What the task requires
In the extract on the trial of Louis XVI, which member occupied the chair as President of the Convention?

Extract to read
■ ■ ■

Full Title: Proceedings of the French National Convention on the Trial of Louis XVI. Late King of France and Navarre; To Which Are Added, Several Interesting Occurrences and Particulars Attending the Treatment, Sentence, and Execution of the Ill-Fated Monarch; The Whole Carefully collected from Authentic Documents, and Republished with Additions, from the Paper of The World by Joseph Trapp, A.M. London: Printed for the Author; Sold by Messrs. Murray, Kearsley, and Wenman and co. Fleet-street; Ridgeway, York-street, St. James’s; Deighton, Holborn; Downes, and McQueen, Strand; and at the World Office, 1793.
From pp. 53 – 58
I shall now state the proceedings of the Convention before the King was permitted to be at the bar. Barrere was the member who occupied the chair as President.
In the beginning of this sitting, which will ever be memorable in the annals of history, Barbaroux presented the declaratory act of the crimes of Louis XVI. — On the motion of several members, various additions were made to the black catalogue of accusation, which, with the act, was passed a decree. The members and tribunes were ordered to keep profound silence, and to express their sentiments neither by murmurs nor applause. It was next decreed, that Louis XVI. should be immediately summoned to the Convention, and to wait for orders to be put to the bar. It was next decreed that the series of questions to be asked of Louis, and which were presented by Valaze, in the name of the United Committees, should be suppressed, and that the whole act of accusation should be read to Louis XVI. article by article: and that at the end of each charge, he should be asked — What have you to answer? It was likewise decreed, on the motion of Fremont, that a chair should be put within the bar, and Louis permitted to sit down. The convention were about entering on some other discussions, when Barrere, the President, rose and addressed the Convention.
President. — I inform the Assembly, that Louis is at the gate of the Feuillans.
Representatives,
“You are on the point of exercising the right of national justice; you made yourselves answerable to all the citizens, for the wise and firm conduct which you are to pursue on this momentous occasion.
“Europe observes you; history records your thoughts and actions; incorruptible posterity will judge you with inflexible severity. Let your attitudes correspond with the new functions you are about to perform; impassibility and silence become judges; the dignity of your sitting ought to be responsible to the majesty of the French Nation; she is ready by your organ to give a great lesson to Kings, and to set an useful example for the emancipation of nations.

■ ■ ■

(Pointing dataset excerpts)
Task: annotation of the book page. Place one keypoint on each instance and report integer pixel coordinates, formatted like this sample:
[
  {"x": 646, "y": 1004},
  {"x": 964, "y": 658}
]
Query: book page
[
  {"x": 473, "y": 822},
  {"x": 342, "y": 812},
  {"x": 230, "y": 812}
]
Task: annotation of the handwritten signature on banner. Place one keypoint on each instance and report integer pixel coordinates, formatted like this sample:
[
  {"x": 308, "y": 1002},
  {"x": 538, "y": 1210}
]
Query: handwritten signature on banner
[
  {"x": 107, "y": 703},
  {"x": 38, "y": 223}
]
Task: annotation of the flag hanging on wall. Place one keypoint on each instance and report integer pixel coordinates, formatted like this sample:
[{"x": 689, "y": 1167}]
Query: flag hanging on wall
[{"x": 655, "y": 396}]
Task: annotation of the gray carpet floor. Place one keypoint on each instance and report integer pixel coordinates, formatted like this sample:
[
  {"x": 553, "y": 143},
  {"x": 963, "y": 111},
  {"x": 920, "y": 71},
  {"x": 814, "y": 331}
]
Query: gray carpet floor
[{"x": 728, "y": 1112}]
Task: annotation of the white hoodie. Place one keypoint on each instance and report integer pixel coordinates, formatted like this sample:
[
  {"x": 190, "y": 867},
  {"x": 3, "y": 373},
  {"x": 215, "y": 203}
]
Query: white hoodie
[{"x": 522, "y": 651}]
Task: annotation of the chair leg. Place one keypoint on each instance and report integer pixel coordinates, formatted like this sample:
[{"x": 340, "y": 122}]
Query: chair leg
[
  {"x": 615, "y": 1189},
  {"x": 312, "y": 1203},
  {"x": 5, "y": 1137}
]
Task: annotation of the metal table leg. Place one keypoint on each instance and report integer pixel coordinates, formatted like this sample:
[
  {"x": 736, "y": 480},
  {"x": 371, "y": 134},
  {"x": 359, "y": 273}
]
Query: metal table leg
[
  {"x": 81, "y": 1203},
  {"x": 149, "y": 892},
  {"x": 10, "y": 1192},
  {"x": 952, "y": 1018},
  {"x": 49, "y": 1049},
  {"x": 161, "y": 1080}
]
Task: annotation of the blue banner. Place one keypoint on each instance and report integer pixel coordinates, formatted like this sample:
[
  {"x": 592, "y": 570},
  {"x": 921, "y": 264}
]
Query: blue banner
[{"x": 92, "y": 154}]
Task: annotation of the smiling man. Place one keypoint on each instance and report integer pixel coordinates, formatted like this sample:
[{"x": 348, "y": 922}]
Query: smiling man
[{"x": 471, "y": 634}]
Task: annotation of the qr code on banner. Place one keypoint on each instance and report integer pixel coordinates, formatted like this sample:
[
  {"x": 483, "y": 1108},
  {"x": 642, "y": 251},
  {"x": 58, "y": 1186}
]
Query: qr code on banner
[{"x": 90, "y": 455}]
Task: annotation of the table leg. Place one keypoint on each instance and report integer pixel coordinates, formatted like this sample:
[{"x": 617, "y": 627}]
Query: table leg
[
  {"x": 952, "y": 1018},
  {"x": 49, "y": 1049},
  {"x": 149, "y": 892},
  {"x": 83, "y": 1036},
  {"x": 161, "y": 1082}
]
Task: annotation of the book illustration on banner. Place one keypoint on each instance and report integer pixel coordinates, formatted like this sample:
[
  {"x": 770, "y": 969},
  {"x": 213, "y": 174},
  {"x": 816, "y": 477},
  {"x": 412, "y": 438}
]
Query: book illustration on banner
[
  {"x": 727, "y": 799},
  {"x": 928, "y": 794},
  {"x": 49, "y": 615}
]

■ ■ ■

Response below
Barrere